◆ **Section de texte**:
::::::::
Ça n’a pas marché visiblement. Sur les réseaux sociaux, l’on dénombre quelques partages d’un article de presse repris in extenso par une page qui compte pourtant près de quarante mille abonnés. Une cinquantaine tout au plus, contrairement à l’avant changement de cap, tel qu’on le lui a reproché, où une publication du célèbre chroniqueur du Quotidien d’Oran faisait des milliers de partages et autant de likes.
Au micro de France Culture, l’écrivain, désormais franco-algérien – Banco ! C’est dans la poche – a plaidé «pour un consensus politique entre le pouvoir en place et le Hirak». Et de poursuivre : «Je dois bien avouer que les autorités algériennes gèrent plutôt bien la crise sanitaire», considérant, par ailleurs, que «toute la communication autour de la pandémie a été, et reste, bien gérée», avec «un bilan», dira-t-il, dans la posture d’un citoyen lambda, «bon, étonnamment bon».
L’auteur de Meursault, contre-enquête, qui a incontestablement du talent, beaucoup de talent, mais qui a su aussi, lorsqu’il débarqua à Paris, taper à la bonne porte, celle d’une certaine élite, un conglomérat sous l’égide d’une entité qui a le pouvoir de nommer roi qui elle veut sous réserve de loyauté à toute épreuve, a gardé une certaine hargne. Chez France Culture, il a dénoncé avec, en filigrane, une bonne dose de populisme, un trait de caractère que l’on ne lui connaît pas jusqu’ici, «toute les arrestations politiques» tout en se disant «solidaire avec ceux qui sont en prison, y compris ceux dont on ne parle jamais car ils n’ont pas de relais dans les médias».
::::::::
◆ **Extraits de données**:
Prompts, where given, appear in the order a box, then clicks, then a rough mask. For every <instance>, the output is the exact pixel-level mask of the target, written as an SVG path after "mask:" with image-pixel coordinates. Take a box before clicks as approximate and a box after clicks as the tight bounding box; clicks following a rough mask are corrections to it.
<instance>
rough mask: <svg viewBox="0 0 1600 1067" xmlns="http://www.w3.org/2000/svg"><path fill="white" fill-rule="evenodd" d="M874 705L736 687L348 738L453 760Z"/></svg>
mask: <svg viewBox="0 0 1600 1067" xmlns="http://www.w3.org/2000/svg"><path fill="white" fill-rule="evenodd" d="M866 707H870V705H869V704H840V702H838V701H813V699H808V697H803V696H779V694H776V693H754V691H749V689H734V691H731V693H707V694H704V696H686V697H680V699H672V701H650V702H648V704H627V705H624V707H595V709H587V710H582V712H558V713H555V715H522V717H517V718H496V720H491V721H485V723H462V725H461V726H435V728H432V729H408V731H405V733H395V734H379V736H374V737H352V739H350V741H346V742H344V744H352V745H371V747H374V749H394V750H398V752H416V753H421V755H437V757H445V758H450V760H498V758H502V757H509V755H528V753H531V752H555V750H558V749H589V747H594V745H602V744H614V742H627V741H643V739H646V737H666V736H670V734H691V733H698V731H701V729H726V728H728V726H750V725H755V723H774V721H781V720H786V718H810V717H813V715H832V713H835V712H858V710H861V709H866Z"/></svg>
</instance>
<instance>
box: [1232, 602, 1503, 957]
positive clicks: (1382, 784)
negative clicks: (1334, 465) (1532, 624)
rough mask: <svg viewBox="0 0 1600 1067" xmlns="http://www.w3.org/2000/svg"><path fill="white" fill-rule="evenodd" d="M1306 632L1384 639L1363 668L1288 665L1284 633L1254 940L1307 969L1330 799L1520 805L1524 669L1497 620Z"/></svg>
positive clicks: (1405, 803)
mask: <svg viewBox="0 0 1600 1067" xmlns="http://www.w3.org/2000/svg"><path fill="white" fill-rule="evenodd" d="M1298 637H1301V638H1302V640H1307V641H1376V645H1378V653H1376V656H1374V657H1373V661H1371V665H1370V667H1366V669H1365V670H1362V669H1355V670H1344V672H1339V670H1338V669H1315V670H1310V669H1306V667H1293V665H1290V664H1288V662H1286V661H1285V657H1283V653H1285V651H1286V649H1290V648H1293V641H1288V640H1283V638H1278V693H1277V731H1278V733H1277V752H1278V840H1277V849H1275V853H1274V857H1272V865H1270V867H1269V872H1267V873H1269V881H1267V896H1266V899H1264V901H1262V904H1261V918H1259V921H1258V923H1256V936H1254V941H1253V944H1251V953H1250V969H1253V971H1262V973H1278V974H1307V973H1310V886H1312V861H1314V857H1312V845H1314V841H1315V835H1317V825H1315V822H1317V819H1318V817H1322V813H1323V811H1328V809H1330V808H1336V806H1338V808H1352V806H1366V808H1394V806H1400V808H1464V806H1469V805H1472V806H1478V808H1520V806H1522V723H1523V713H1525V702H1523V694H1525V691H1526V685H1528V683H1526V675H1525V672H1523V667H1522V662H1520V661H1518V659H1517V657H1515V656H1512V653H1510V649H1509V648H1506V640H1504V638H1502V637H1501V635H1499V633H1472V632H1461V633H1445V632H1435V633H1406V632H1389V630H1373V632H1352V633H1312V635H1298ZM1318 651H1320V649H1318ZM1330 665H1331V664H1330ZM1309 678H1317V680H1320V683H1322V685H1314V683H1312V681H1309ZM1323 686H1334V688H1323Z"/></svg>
::::::::
◆ **Consigne à suivre**:
D'après le texte sur l'écrivain interrogé par France Culture, combien d'abonnés compte environ la page qui a repris l'article de presse ?

◆ **Résultat de la tâche**:
Près de quarante mille abonnés.